Start of Exercise inputs

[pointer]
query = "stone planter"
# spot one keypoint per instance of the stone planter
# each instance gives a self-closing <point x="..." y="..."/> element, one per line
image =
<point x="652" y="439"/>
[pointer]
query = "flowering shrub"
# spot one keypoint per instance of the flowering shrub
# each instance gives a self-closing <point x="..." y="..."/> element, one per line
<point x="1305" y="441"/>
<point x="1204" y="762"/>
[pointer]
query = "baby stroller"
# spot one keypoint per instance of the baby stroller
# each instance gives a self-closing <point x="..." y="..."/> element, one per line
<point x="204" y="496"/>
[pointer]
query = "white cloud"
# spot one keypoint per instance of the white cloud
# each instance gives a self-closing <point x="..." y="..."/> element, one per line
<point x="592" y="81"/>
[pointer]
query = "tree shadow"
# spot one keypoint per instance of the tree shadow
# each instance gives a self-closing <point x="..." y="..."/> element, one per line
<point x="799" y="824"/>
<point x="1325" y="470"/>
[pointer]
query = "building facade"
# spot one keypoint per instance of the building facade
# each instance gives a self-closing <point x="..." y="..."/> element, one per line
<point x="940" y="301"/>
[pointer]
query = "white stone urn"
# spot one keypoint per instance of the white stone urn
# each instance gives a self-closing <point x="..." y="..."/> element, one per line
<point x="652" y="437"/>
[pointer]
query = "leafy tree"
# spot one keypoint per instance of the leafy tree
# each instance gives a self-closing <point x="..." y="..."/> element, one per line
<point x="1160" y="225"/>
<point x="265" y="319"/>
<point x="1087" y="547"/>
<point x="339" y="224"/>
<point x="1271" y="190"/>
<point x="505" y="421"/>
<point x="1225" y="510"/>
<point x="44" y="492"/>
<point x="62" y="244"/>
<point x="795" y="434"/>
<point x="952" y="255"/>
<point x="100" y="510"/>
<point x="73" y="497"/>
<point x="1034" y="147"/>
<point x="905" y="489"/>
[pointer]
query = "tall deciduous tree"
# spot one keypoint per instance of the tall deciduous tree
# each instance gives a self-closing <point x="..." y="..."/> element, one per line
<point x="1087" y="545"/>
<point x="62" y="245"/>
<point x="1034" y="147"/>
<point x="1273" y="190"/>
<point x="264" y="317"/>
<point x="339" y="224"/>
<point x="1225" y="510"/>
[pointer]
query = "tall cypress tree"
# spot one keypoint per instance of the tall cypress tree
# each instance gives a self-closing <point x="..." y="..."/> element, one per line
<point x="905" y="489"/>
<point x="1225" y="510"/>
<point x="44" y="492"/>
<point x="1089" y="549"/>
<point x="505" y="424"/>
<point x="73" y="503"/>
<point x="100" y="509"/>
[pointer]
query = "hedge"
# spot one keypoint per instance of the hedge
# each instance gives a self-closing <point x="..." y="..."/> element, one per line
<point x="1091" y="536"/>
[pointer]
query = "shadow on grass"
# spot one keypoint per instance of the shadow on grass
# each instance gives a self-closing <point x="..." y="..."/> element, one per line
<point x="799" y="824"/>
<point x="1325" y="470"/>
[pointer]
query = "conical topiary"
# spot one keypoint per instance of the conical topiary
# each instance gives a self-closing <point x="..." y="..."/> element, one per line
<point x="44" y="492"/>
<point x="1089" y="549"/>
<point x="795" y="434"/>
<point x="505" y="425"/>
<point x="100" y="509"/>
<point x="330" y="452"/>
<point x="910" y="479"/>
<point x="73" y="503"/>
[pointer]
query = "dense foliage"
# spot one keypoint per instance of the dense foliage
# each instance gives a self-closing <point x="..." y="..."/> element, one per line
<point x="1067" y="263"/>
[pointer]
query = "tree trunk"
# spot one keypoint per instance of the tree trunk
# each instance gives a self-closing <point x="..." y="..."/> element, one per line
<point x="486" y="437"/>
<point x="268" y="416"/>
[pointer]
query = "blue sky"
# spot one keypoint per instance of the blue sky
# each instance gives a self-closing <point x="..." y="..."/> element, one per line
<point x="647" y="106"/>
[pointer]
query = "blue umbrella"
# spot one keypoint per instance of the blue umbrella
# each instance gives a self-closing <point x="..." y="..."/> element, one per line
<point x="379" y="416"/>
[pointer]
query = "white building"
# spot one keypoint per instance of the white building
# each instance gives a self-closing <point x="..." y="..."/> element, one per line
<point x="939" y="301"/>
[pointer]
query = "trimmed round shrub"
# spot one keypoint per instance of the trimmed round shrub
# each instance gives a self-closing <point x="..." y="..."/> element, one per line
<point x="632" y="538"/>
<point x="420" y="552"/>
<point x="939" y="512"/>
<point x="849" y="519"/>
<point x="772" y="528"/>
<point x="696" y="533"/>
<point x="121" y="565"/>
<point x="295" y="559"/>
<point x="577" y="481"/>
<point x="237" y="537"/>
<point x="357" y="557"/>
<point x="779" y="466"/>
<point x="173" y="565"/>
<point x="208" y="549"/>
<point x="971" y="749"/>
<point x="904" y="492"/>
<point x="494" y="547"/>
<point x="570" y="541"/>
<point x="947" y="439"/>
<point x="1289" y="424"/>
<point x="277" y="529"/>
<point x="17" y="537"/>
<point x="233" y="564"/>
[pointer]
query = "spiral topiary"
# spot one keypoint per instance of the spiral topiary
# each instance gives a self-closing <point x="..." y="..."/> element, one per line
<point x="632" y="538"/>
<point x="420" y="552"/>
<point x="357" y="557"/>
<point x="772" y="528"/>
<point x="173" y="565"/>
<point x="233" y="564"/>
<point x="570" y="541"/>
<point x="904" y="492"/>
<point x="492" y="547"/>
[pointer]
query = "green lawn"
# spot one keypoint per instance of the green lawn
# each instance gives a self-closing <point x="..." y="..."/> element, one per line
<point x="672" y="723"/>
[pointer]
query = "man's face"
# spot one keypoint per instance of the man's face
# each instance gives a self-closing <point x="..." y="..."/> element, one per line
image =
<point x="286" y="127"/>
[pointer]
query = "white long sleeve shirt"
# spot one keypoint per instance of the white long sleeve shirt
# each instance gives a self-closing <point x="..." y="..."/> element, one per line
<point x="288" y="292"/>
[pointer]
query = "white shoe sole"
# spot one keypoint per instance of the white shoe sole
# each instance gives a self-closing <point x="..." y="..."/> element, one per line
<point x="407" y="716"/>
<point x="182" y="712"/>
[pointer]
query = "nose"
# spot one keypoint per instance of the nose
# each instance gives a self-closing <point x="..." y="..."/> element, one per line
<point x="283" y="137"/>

End of Exercise inputs

Please count the lines in the rows above that contain the word "nose", and reply with that number alone.

Answer for the task: 2